> **HOW TO COMPLETE THIS TASK**
Since only part of the material below is wanted, output exactly the lines from the one with "Where can you spot the microphone" up to and including the one with "Where can you spot the jacket".

> **DATASET ENTRIES**
BEGIN

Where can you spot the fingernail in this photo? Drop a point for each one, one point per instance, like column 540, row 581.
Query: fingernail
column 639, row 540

END
BEGIN

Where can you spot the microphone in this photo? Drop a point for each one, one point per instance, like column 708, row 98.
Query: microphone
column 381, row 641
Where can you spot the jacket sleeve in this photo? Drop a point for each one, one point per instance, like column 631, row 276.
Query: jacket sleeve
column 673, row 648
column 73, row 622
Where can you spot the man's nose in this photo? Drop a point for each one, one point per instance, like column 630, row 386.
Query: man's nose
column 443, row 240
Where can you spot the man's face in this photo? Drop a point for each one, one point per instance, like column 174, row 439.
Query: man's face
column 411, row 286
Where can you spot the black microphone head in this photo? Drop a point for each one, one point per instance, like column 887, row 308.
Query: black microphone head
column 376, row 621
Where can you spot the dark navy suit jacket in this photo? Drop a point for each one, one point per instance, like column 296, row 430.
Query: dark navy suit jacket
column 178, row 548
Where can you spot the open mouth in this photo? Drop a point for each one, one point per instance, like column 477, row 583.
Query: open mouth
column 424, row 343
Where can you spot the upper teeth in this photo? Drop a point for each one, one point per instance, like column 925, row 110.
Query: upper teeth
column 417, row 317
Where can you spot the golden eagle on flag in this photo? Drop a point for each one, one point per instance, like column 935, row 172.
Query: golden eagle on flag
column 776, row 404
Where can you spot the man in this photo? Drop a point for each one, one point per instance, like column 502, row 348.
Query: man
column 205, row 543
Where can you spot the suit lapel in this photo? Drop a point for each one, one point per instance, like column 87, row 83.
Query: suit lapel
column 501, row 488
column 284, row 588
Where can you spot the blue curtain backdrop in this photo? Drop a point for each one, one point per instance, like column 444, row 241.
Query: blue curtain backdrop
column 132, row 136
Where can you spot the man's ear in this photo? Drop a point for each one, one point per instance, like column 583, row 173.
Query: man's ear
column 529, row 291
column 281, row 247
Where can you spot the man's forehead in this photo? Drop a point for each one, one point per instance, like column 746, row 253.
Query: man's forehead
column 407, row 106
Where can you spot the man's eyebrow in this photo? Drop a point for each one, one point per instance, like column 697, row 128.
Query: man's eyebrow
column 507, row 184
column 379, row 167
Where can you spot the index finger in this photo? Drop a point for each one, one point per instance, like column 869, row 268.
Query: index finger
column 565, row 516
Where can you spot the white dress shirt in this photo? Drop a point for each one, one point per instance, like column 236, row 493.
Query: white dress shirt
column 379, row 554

END
BEGIN

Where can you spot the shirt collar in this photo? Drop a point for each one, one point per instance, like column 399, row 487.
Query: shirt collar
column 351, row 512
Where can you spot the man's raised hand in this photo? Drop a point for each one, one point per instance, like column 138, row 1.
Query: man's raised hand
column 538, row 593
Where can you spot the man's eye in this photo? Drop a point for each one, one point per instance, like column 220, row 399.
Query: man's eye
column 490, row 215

END

> **REPLY TO THE TASK**
Where can you spot the microphone in this photo? Drop a point for each one, one point per instance, like column 708, row 98.
Query: microphone
column 381, row 641
Where can you spot the jacket sleeve in this photo? Drop a point for each one, one point per instance, like column 631, row 276.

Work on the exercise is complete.